**Aim**.
Could you copy the material below, from the line containing "point: the curb, a dot for each instance" through its last line, character for character?
──────────
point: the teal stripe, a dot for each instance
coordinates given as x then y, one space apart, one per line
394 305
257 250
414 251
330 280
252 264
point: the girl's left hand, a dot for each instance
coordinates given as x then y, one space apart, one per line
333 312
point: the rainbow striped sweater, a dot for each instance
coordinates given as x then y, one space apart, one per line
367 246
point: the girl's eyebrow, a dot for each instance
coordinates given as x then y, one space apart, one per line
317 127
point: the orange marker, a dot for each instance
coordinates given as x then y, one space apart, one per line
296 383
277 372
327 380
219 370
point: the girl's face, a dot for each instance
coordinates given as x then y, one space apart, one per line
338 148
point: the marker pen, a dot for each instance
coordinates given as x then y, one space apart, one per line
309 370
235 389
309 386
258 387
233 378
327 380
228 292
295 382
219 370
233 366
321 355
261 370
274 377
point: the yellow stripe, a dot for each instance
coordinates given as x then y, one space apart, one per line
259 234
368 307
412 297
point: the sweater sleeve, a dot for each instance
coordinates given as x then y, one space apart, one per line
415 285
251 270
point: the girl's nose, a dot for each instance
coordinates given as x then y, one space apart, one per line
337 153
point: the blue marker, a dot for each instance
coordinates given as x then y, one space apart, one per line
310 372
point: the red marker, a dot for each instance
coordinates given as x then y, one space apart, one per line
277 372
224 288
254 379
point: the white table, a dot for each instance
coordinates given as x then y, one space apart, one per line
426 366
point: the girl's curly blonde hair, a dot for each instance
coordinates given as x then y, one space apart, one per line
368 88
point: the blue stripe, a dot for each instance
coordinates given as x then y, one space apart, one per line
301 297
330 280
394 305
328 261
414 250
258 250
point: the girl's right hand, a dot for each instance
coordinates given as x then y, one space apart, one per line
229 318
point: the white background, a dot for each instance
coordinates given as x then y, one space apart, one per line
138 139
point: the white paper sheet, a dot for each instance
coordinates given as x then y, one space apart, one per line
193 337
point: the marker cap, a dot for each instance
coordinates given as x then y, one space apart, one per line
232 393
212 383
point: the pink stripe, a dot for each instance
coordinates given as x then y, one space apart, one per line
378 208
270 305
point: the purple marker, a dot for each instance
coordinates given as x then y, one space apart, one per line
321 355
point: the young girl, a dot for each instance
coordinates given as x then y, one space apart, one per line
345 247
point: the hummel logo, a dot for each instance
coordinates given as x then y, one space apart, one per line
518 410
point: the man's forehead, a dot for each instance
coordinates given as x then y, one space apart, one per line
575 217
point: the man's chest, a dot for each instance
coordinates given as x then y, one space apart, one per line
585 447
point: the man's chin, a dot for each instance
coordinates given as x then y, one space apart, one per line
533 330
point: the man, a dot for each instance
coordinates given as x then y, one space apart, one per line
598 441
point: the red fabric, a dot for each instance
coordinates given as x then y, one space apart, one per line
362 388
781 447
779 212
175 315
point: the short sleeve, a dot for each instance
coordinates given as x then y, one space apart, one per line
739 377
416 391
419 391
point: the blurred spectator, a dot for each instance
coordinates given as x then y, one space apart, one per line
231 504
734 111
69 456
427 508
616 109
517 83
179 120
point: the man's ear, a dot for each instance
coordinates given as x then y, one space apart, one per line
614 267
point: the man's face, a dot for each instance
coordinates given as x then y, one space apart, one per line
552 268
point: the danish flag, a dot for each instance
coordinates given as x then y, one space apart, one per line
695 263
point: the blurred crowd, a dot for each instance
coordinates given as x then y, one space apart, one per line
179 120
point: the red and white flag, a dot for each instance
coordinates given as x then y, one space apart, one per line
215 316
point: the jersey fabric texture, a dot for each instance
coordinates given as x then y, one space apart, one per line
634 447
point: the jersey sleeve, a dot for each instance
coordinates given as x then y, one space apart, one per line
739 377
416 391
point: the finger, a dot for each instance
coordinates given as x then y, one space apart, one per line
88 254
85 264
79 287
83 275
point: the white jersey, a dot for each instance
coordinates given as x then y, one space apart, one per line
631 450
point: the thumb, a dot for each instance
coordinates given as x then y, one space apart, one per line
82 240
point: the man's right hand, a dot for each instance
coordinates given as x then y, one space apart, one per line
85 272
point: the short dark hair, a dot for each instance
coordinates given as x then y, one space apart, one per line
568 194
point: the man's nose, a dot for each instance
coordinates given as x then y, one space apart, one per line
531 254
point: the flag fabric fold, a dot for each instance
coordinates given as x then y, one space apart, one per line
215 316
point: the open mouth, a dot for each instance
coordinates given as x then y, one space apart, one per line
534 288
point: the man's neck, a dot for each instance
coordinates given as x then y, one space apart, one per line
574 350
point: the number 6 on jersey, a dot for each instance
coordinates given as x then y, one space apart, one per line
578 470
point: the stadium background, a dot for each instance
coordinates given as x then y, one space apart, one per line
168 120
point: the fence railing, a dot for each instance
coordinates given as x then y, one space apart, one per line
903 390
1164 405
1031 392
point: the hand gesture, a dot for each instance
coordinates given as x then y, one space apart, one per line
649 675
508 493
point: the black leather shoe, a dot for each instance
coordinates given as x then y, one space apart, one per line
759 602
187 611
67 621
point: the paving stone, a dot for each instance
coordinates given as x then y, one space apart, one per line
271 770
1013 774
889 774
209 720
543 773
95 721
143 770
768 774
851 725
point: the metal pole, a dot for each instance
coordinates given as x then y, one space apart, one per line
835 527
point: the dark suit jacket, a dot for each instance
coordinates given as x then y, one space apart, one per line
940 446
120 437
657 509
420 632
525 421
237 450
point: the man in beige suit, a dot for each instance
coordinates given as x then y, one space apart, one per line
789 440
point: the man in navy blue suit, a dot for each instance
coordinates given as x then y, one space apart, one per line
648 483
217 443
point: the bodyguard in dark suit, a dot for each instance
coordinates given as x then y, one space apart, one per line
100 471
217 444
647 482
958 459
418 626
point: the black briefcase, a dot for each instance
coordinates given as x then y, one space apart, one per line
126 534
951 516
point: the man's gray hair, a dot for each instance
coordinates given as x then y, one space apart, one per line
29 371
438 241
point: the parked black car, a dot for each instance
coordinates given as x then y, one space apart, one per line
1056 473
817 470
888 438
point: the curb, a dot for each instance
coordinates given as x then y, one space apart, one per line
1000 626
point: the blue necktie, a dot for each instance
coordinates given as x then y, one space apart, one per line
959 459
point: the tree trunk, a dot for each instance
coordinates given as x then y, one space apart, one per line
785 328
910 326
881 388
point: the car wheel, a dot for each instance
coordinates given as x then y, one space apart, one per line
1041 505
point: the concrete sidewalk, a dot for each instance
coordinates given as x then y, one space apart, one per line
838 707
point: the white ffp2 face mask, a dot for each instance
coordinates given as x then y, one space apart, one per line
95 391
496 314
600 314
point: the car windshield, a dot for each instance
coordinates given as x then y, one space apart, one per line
──────────
**Full answer**.
point: the curb, a dot for each instance
coordinates given as x then y, one space apart, one per line
1000 626
point: the blue necktie, a dot for each instance
coordinates given as x then y, one space apart, one per line
959 459
point: the tree trunk, a dot for each instance
coordinates given as x then y, one space apart, one per line
785 328
910 326
881 388
point: the car wheel, a dot for each instance
coordinates given as x then y, one space apart, one per line
1041 505
point: the concrete sidewalk, a dot for each instance
coordinates given as x then y, one space apart, one per line
838 707
point: the white ffp2 face mask, a dot for each instance
coordinates given as x then y, one space apart, one per line
95 391
496 314
600 314
point: the car windshield, a dot for each instance
coordinates given as x then y, one space apart, one per line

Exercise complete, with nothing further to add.